GIVEN REQUEST:
Render the records from their first line through the line that holds "(454, 245), (640, 269)", both included, as a JSON list of strings with one string per line, leaving out blank lines.

━━━━━━━━━━━━━━━━━━━━━━━━━━━━━━

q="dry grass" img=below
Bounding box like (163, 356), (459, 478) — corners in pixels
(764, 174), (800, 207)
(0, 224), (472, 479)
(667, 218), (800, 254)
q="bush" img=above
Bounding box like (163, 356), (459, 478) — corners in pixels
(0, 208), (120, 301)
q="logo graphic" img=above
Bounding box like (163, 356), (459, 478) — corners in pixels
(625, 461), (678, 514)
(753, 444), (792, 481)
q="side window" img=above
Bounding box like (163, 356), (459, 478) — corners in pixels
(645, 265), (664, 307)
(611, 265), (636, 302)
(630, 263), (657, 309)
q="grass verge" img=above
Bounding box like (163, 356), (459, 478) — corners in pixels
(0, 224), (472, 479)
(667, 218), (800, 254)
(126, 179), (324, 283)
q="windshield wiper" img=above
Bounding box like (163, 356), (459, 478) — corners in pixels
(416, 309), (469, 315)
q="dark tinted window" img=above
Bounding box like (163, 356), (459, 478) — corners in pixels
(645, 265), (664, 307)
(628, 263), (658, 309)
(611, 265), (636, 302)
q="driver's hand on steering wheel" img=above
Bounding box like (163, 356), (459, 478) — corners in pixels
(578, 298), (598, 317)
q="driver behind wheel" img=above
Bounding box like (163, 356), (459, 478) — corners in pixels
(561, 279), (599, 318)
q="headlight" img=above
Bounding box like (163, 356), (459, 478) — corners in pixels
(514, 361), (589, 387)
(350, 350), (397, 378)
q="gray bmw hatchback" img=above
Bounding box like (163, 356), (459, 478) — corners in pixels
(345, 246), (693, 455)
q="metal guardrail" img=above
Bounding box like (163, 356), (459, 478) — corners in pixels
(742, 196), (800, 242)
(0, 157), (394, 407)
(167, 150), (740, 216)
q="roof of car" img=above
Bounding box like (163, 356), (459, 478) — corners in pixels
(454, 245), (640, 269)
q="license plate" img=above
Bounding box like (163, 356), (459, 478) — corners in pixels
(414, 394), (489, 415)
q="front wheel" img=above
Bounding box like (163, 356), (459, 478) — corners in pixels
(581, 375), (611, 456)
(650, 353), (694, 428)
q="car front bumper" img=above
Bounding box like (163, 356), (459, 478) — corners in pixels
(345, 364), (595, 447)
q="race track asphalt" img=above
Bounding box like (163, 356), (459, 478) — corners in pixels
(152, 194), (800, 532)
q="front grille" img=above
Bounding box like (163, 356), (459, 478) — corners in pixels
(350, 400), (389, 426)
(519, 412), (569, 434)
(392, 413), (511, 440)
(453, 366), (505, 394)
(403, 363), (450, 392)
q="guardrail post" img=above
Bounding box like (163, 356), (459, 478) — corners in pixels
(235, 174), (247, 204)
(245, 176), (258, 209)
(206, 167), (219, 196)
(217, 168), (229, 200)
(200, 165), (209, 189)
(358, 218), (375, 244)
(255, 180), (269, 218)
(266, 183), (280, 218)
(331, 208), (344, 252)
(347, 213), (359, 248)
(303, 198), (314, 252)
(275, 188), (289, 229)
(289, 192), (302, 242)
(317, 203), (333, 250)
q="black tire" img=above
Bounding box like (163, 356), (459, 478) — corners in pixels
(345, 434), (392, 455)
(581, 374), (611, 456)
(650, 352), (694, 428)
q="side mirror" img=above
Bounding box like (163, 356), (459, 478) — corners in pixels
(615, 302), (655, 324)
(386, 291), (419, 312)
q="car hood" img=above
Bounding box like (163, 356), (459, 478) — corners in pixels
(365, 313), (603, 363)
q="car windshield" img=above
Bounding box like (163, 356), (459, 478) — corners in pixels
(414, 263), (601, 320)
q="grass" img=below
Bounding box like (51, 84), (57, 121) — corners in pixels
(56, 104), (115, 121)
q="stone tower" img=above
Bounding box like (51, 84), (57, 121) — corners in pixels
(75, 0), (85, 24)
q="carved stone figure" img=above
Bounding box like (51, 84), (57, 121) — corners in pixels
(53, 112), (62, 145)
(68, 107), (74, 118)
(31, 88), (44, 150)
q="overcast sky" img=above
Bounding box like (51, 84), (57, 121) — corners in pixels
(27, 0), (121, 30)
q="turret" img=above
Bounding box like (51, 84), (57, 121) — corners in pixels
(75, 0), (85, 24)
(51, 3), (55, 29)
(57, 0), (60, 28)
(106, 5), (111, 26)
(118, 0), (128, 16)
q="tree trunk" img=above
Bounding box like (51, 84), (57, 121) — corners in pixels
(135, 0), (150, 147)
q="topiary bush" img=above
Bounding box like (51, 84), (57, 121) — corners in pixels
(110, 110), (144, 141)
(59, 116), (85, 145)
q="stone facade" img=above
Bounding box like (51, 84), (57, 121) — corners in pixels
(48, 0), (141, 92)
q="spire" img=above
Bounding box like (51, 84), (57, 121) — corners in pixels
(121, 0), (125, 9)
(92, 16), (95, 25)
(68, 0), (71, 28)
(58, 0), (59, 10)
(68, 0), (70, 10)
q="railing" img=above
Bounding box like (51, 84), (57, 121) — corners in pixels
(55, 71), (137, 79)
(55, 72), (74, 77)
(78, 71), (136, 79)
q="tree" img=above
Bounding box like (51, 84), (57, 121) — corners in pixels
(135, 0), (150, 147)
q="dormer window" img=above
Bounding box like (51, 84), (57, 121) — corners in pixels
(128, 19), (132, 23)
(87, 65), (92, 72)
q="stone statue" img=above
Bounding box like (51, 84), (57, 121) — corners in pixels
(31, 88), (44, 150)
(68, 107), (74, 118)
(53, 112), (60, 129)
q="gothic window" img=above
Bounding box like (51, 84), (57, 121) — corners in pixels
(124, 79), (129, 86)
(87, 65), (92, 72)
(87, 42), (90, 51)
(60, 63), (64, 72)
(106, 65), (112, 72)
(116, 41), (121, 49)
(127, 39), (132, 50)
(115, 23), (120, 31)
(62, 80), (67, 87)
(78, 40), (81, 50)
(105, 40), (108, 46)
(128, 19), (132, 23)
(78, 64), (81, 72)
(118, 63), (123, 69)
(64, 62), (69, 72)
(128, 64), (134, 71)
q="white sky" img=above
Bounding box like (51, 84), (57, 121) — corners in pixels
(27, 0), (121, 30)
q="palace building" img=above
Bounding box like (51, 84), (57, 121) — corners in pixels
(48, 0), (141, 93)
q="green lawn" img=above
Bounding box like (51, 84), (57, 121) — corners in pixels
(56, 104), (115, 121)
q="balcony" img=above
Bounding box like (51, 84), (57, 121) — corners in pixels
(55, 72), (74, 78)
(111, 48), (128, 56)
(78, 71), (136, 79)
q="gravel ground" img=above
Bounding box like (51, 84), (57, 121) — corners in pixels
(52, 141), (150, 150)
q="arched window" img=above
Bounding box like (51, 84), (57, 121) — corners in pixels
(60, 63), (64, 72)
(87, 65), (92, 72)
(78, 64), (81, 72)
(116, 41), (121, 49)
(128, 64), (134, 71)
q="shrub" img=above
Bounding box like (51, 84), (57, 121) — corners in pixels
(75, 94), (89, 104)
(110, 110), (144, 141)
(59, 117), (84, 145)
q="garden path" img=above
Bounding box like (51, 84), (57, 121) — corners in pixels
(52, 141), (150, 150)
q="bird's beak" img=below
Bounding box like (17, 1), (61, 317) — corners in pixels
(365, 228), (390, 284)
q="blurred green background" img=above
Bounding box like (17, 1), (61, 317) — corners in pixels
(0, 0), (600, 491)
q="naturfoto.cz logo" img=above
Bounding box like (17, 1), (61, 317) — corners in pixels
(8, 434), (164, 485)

━━━━━━━━━━━━━━━━━━━━━━━━━━━━━━

WORKED SOLUTION:
[
  "q=\"dry grass\" img=below",
  "Bounding box like (163, 356), (459, 478) — corners in pixels",
  "(764, 174), (800, 207)",
  "(0, 224), (472, 479)",
  "(667, 218), (800, 254)",
  "q=\"bush\" img=above",
  "Bounding box like (163, 356), (459, 478) — corners in pixels",
  "(0, 208), (120, 301)",
  "q=\"logo graphic\" img=above",
  "Bounding box like (163, 356), (459, 478) — corners in pixels",
  "(625, 461), (678, 514)",
  "(753, 444), (792, 481)",
  "q=\"side window\" img=above",
  "Bounding box like (163, 356), (459, 478) — corners in pixels",
  "(645, 265), (664, 307)",
  "(611, 265), (636, 302)",
  "(630, 263), (657, 309)",
  "q=\"grass verge\" img=above",
  "Bounding box like (163, 356), (459, 478) — corners in pixels",
  "(0, 224), (472, 479)",
  "(667, 218), (800, 254)",
  "(126, 179), (324, 283)",
  "q=\"windshield wiper\" img=above",
  "Bounding box like (163, 356), (459, 478) — corners in pixels",
  "(416, 309), (469, 315)",
  "q=\"dark tinted window\" img=above",
  "Bounding box like (163, 356), (459, 478) — corners in pixels",
  "(645, 265), (664, 307)",
  "(628, 263), (658, 309)",
  "(611, 265), (636, 302)",
  "q=\"driver's hand on steering wheel\" img=above",
  "Bounding box like (163, 356), (459, 478) — corners in pixels",
  "(578, 298), (598, 317)",
  "q=\"driver behind wheel\" img=above",
  "Bounding box like (163, 356), (459, 478) — corners in pixels",
  "(561, 279), (599, 318)",
  "q=\"headlight\" img=above",
  "Bounding box like (163, 356), (459, 478) — corners in pixels",
  "(514, 361), (589, 387)",
  "(350, 350), (397, 378)",
  "q=\"gray bmw hatchback\" img=above",
  "Bounding box like (163, 356), (459, 478) — corners in pixels",
  "(345, 246), (693, 455)",
  "q=\"metal guardrail\" img=above",
  "Bounding box like (163, 356), (459, 478) — corners in pixels",
  "(742, 196), (800, 242)",
  "(0, 157), (394, 407)",
  "(167, 150), (740, 216)",
  "q=\"roof of car\" img=above",
  "Bounding box like (163, 356), (459, 478) — corners in pixels",
  "(454, 245), (640, 269)"
]